**Given task:** Rewrite the rows from the line with "of the grape" up to and including the last row, putting "innermost" wherever "deepest" appears and leaving everything else the same.

================

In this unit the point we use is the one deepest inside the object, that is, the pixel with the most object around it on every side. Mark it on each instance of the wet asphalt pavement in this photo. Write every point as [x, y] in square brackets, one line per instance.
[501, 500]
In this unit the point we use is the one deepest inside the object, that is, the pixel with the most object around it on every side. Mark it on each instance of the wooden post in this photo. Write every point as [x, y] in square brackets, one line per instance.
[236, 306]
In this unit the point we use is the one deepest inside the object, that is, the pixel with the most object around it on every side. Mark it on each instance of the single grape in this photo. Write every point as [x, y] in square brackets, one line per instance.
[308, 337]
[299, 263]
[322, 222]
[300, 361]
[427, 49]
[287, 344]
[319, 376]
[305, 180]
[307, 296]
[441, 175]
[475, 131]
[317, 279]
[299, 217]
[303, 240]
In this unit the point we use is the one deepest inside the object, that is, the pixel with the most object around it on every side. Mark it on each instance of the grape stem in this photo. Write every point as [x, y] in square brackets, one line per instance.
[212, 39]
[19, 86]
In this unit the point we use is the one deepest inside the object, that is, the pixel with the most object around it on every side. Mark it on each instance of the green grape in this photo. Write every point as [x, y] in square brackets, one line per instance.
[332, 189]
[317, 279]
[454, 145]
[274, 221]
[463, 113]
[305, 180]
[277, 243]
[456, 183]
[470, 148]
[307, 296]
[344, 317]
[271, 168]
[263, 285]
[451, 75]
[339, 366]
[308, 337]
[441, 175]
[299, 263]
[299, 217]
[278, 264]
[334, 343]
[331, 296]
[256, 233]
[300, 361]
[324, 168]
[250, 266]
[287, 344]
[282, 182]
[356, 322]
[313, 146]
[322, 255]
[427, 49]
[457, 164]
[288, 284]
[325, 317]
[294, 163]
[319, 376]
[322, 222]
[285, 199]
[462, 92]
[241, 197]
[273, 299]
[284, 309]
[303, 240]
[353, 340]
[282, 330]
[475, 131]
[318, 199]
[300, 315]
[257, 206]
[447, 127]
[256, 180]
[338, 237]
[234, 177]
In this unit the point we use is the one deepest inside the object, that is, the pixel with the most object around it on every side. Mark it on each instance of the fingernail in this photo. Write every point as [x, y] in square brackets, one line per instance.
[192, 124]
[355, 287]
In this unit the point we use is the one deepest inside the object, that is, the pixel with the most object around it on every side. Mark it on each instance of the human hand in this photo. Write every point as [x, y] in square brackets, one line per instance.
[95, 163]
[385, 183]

================

**Exercise response:**
In this unit the point we use is the one innermost inside the object, that is, the pixel with the most object around it on every side. Mark it on each instance of the grape stem in this photo. Write every point as [x, y] in square brackets, one line per instance.
[212, 39]
[19, 86]
In this unit the point we use is the one innermost inside the object, that is, the pixel with the most object around it on every side. Mark it on each instance of the green grape in this photo. Write every point as [x, y] in square brackets, one line per instance.
[332, 189]
[317, 279]
[454, 145]
[274, 221]
[463, 113]
[305, 180]
[277, 243]
[456, 183]
[470, 148]
[307, 296]
[344, 317]
[271, 168]
[263, 285]
[451, 75]
[339, 366]
[308, 337]
[441, 175]
[299, 263]
[299, 217]
[278, 264]
[334, 343]
[331, 296]
[256, 233]
[300, 361]
[324, 168]
[250, 266]
[287, 344]
[282, 182]
[356, 322]
[313, 146]
[322, 255]
[427, 49]
[457, 164]
[288, 284]
[325, 317]
[294, 163]
[319, 376]
[322, 222]
[285, 199]
[462, 92]
[241, 197]
[273, 299]
[284, 309]
[303, 240]
[353, 340]
[282, 330]
[475, 131]
[318, 199]
[300, 315]
[257, 206]
[447, 127]
[256, 180]
[338, 237]
[234, 177]
In this unit the point we use is the one innermost inside the object, that is, the pixel with the most object around it on every side. Mark it on each instance of the fingernail in this photo. Write every point as [x, y] in square brackets, one line per instance.
[192, 124]
[355, 287]
In this unit the point we use is the one innermost inside the object, that is, the pixel with the most object around it on every side. Mark it on each instance of the human hand in this photo. Write every point as [x, y] in square brackets, one line per instance.
[95, 163]
[385, 183]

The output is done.